Records for position identification:
-.-.-

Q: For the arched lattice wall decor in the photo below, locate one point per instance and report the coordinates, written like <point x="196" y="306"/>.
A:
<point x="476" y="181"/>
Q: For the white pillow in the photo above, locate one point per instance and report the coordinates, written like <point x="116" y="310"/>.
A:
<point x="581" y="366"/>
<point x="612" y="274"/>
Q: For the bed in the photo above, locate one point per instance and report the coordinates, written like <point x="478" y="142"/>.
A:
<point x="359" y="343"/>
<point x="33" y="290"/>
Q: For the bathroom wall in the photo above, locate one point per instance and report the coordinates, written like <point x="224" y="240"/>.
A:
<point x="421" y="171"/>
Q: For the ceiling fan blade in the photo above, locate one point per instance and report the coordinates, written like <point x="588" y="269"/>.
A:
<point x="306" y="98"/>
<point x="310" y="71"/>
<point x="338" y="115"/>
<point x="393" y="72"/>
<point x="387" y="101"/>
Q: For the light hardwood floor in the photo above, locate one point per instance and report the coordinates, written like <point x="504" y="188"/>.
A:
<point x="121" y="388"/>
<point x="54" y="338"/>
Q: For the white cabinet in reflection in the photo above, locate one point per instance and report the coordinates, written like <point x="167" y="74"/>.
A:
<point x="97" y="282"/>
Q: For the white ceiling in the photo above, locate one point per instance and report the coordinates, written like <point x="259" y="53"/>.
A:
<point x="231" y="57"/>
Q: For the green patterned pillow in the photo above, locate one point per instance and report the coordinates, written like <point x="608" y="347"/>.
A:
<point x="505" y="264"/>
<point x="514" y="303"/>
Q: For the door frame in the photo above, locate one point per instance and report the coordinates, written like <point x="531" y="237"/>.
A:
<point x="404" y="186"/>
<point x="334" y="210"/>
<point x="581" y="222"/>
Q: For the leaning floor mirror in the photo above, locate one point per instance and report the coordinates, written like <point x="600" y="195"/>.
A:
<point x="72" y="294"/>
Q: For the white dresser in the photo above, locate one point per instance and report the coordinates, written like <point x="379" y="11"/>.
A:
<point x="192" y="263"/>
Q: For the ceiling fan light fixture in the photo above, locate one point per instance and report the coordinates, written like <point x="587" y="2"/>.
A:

-.-.-

Aim.
Output every one of the records above again, line for line and unchanged.

Answer for this exercise.
Q: For the arched lattice wall decor in the photo below, locate one point per instance and report the coordinates, written like <point x="196" y="306"/>.
A:
<point x="476" y="181"/>
Q: For the white pillow in the photo above, locate one point per instance and report the coordinates, written like <point x="116" y="310"/>.
A:
<point x="581" y="366"/>
<point x="612" y="274"/>
Q: For the bed in the photo above, locate one point per instance and report the coordinates, written like <point x="478" y="142"/>.
A:
<point x="359" y="343"/>
<point x="33" y="290"/>
Q: For the bathroom wall in the photo above, locate one point per instance and report the coordinates, written like <point x="224" y="240"/>.
A:
<point x="421" y="171"/>
Q: For the ceiling fan blade in the photo above, locate one point per instance and report the coordinates, written like <point x="588" y="269"/>.
A:
<point x="306" y="98"/>
<point x="310" y="71"/>
<point x="338" y="115"/>
<point x="393" y="72"/>
<point x="387" y="101"/>
Q: For the light hardwood floor in the photo above, locate one point per instance and report the coordinates, written like <point x="504" y="188"/>.
A:
<point x="121" y="388"/>
<point x="54" y="338"/>
Q: For the white cabinet in reflection in the photo above, locate one point per instance and report the coordinates, written like <point x="167" y="74"/>.
A:
<point x="97" y="282"/>
Q: For the white ceiling in the photo above, locate one point per instance and report the coordinates, written like <point x="259" y="53"/>.
A:
<point x="231" y="57"/>
Q: For the green patterned pillow in the photo above, locate one point per instance and report the coordinates, written like <point x="608" y="347"/>.
A:
<point x="505" y="264"/>
<point x="514" y="303"/>
Q: For the door frame in the photo above, locate one point per instance and report the coordinates, written like <point x="531" y="237"/>.
A:
<point x="404" y="186"/>
<point x="334" y="210"/>
<point x="581" y="222"/>
Q: For the leaning floor mirror in the photo above, locate one point per instance and report the coordinates, written like <point x="600" y="195"/>.
A:
<point x="72" y="294"/>
Q: For the white dresser in the photo above, locate one point per instance and report the coordinates, written like <point x="379" y="11"/>.
A:
<point x="192" y="263"/>
Q: For the ceiling fan light fixture in the photo above, locate one point per instance and report the coordinates, written like <point x="587" y="2"/>.
A:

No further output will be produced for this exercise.